Exercise text
########################################

TikTok is a hugely lucrative Wild West — for now

Even though TikTok is an enormous network of inside jokes, reactions, reactions to reactions, and meta memeification, it’s still wildly underdeveloped. That’s because brands — omnipresent on Instagram, Facebook, and Twitter — have yet to truly sink their teeth in.

For users, that’s part of the appeal, and what makes the experience of using TikTok feel so authentic. That’s already beginning to change, but for creators, these are boom times.

Drea Knows Best, a comedy creator with more than 1.8 million fans, says the biggest distinction TikTok has from other social media apps is its highly loyal and hugely active audience. Though she was already popular on Muscial.ly and Vine before they were shut down, “the engagement on TikTok is unreal,” she tells me.

Though she says she currently makes the majority of her income on TikTok through partnerships with brands like Netflix, she knows there are even more opportunities on the platform for both creators and the companies they work with. “The demographic is growing; it’s no longer like how it was on Musical.ly, where it’s all kids. All the creators on the app have very loyal fans. If they say, ‘Hey, guys, I’m partnering with Burger King, everyone go to Burger King and buy a burger,’ they will go to Burger King and buy a burger because they trust the influencers on TikTok and they’re loyal to them. It’s just phenomenal.”

TikTok had its highest-earning month to date in October, thanks to growing its in-app purchases by about 275 percent, according to the app business insights blog Sensor Towers, translating to more than $3.5 million worldwide. In-app purchases on TikTok are limited to “coins,” which people can use to send virtual gifts worth actual money to their favorite TikTok personalities during live broadcasts, which acts as another revenue source for creators like Drea.

Drea currently works with the digital talent agency Collab while also pitching herself directly to brands. She’s found success on the app in other ways, too: She’s currently enrolled in an entrepreneurial program at USC after winning a free semester there through Musical.ly.

Didi, a 15-year-old creator, could be next. “I see working in entertainment in the future as something I would totally enjoy big-time,” he says, “but I haven’t been approached by any entertainment professionals through TikTok yet. Talent pros, if you’re reading, I’m a great boy, hit me up.”

If they’ve been paying attention to the rapid rise of TikTok, they probably will. By now, plenty of brands have experimented with advertising on the app, from Chipotle to Uniqlo and Hollister. In 2018, Douyin, the Chinese version of the app, also added a “Shop Now” feature that Bytedance claimed generated the equivalent of $29 million in a single day. But retail analyst Andrew Lipsman told Digiday that much of that success has to do with the fact that customers in Asia are much more used to shopping on social media than North Americans. He expects that e-commerce on TikTok will likely remain in an “experimental phase” for the next few years.

For now, TikTok feels like an escape from many of the worst parts of more established social media apps. But as more brands inevitably tap into the hugely enthusiastic market waiting there, it’s possible that TikTok could either go the way of Instagram (covered in sponsored content and people in general taking themselves much too seriously), Snapchat (slowly dying), or Vine (brutally murdered before its time).

The best thing TikTok currently has going for it is its goofiness: Sure, the most popular TikTok celebrities can eventually shill products or launch actual music careers, but the vast majority are there to make silly lip-sync videos, fool around with visual effects, and participate in whatever challenge happens to be going viral at the moment. If social media is ever going to feel less like a chore, then TikTok is leading the way.

########################################

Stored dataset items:
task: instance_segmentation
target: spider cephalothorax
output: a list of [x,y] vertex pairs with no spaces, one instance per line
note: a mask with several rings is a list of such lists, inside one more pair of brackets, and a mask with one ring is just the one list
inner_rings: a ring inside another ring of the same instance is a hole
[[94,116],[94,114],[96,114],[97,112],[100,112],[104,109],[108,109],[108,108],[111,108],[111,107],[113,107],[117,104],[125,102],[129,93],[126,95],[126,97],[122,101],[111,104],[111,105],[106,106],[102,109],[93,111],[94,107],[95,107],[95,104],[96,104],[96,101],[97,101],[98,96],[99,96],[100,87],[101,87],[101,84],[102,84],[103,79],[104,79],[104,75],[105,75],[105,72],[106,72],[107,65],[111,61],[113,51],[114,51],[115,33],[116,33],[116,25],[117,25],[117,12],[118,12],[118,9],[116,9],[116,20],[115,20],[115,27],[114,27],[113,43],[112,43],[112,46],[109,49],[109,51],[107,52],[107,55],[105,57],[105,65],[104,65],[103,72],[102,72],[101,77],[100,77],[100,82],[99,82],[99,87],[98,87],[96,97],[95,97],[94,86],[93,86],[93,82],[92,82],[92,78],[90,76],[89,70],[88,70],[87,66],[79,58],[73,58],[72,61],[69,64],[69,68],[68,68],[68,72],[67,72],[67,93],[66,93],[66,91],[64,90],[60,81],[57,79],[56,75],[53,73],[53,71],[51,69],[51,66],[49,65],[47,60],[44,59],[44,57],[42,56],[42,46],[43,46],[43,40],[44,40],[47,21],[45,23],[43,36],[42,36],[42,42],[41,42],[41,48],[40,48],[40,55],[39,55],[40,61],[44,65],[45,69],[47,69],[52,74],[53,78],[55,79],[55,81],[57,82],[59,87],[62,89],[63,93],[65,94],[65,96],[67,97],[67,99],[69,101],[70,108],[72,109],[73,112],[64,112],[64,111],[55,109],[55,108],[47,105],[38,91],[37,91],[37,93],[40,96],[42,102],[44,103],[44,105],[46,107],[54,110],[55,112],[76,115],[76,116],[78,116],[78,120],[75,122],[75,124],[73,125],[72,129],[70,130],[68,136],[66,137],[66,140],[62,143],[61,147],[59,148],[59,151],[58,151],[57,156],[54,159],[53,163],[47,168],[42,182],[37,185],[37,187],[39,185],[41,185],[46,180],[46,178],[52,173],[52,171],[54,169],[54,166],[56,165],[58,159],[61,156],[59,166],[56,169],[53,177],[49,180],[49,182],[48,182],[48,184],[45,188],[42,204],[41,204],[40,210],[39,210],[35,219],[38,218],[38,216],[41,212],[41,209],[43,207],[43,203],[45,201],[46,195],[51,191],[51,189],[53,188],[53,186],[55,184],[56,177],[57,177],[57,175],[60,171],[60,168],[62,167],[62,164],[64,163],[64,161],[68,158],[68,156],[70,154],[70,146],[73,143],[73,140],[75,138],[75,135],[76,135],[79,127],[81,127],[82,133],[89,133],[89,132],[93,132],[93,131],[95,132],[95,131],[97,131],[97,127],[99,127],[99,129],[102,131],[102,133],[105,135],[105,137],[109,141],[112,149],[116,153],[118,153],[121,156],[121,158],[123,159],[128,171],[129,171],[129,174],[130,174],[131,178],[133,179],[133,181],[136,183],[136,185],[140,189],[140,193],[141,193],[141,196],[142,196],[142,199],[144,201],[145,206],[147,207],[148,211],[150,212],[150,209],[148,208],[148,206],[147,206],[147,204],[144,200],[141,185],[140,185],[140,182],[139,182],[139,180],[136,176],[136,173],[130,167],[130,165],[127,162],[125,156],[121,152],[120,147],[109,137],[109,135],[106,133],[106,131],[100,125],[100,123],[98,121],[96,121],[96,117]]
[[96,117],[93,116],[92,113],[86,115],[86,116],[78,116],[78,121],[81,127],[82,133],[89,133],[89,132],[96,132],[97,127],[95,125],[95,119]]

########################################

Action item
Print the TikTok text word for word, starting with "For now, TikTok" and going on through "before its time).".

Output for this exercise
For now, TikTok feels like an escape from many of the worst parts of more established social media apps. But as more brands inevitably tap into the hugely enthusiastic market waiting there, it’s possible that TikTok could either go the way of Instagram (covered in sponsored content and people in general taking themselves much too seriously), Snapchat (slowly dying), or Vine (brutally murdered before its time).